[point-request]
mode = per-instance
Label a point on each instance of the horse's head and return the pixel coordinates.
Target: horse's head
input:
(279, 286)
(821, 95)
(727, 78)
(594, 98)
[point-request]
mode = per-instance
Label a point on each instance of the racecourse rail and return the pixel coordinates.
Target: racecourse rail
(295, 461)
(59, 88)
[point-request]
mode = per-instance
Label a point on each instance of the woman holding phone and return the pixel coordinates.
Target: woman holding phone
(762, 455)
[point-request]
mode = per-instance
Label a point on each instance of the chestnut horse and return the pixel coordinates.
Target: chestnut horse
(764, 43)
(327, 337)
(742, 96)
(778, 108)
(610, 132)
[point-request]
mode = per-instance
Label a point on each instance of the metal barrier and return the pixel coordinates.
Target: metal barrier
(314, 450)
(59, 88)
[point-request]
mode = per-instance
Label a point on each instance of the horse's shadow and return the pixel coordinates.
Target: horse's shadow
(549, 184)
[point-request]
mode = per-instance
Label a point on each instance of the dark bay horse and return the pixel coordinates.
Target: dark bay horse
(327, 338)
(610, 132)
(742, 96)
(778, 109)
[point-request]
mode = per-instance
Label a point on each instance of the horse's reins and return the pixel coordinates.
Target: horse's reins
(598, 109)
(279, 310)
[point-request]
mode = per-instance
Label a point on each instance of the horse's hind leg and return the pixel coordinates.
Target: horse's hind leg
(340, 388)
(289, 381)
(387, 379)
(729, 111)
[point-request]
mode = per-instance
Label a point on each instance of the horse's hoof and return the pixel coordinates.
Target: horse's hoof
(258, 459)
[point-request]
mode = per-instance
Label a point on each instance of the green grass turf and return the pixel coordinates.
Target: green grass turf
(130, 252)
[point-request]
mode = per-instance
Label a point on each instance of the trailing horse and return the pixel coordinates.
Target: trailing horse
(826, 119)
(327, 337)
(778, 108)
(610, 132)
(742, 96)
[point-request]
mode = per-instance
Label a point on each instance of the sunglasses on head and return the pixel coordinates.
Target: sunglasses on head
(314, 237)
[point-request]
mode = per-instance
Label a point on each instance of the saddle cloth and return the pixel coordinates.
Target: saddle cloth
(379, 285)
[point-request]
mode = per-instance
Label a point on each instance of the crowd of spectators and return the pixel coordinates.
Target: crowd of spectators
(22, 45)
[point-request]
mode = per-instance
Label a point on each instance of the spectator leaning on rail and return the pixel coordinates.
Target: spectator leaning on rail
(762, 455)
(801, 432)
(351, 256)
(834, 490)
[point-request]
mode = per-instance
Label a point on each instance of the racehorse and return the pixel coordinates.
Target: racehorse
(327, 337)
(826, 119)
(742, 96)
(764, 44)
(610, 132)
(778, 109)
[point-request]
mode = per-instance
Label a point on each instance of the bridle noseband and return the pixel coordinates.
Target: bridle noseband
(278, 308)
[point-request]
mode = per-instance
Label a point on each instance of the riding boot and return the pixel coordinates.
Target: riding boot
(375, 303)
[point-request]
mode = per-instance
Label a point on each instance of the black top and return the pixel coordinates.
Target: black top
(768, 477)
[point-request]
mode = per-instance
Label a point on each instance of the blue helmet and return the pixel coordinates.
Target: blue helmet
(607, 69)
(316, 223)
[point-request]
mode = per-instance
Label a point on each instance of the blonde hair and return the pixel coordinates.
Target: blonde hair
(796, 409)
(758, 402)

────────────────

Work to complete
Return the data exactly, every line included.

Exercise answer
[point-request]
mode = per-instance
Label a point on each instance of the horse's head and return the pixel coordinates.
Target: horse's head
input:
(279, 286)
(821, 95)
(727, 78)
(594, 98)
[point-request]
mode = per-instance
Label a point on each instance of the racecourse rail and return the pixel coordinates.
Target: racecourse rail
(295, 461)
(59, 88)
[point-request]
mode = per-instance
Label a point on each instance of the woman holding phone and return the pixel coordinates.
Target: woman holding phone
(762, 455)
[point-request]
mode = per-instance
Label a point on each instance of the chestnut horse and return the pixel coordinates.
Target: chestnut horse
(764, 43)
(327, 337)
(742, 96)
(778, 108)
(610, 132)
[point-request]
mode = per-instance
Label a point on each instance of the metal barrier and return the pixel coordinates.
Target: metal barrier
(314, 450)
(59, 88)
[point-request]
mode = per-instance
Label a point on each instance of the horse's shadow and return the pixel coordinates.
Target: horse's shadow
(549, 184)
[point-request]
mode = per-instance
Label a point on each instance of the dark bay horse and return the pixel coordinates.
Target: dark bay horse
(327, 338)
(610, 132)
(742, 96)
(778, 109)
[point-request]
mode = per-instance
Label a point on each instance of the horse's reins and return the pixel coordinates.
Target: horse's reins
(598, 109)
(279, 310)
[point-request]
mode = per-instance
Label a point on each instance of the horse's hind leg and return the pixel coordinates.
Target: horse's hind leg
(340, 388)
(289, 381)
(387, 379)
(729, 111)
[point-request]
mode = per-instance
Label a point on each instance of the horse's hoof and return the pixel coordinates.
Target: horse's hoof
(258, 459)
[point-request]
mode = per-instance
Label a point on each instance of the green grass turf and return the pixel coordinates.
Target: green grass turf
(130, 252)
[point-request]
mode = per-instance
Label a point on each instance of the trailing horse and return the pixel coordinates.
Target: trailing horse
(826, 119)
(327, 337)
(778, 108)
(610, 132)
(742, 96)
[point-request]
mode = per-instance
Label a point on each instance of the sunglasses on head and return the pixel coordinates.
Target: sunglasses on head
(314, 237)
[point-request]
mode = per-instance
Label a point on each instance of the saddle cloth and return the pixel coordinates.
Target: saddle cloth
(379, 285)
[point-request]
mode = per-instance
Label a point on each instance of the crowd of spectators and return the pixel coordinates.
Target: crowd of spectators
(22, 45)
[point-request]
mode = per-instance
Label a point on each instance of the spectator leaning on rail and return the pixel coordinates.
Target: spectator leaning on rail
(762, 455)
(801, 432)
(351, 256)
(834, 490)
[point-request]
mode = per-instance
Label a point on each instance of the racehorse and return the pixel coordinates.
Target: racehorse
(327, 337)
(826, 119)
(742, 96)
(764, 44)
(610, 132)
(778, 109)
[point-request]
mode = per-instance
Label a point on each instance of the bridle noseband and return the pixel coordinates.
Target: bridle noseband
(278, 308)
[point-request]
mode = per-instance
Label a point on each instance of the riding boot and return the pixel coordinates.
Target: riding boot
(375, 303)
[point-request]
mode = per-instance
Label a point on each instance of the black top and return the pixel coordinates.
Target: black top
(768, 477)
[point-request]
mode = per-instance
Label a point on each instance of the blue helmet and return the pixel coordinates.
Target: blue helmet
(607, 69)
(316, 223)
[point-request]
mode = per-instance
Label a point on each instance of the blonde hair and return the pixel coordinates.
Target: blonde hair
(796, 409)
(758, 402)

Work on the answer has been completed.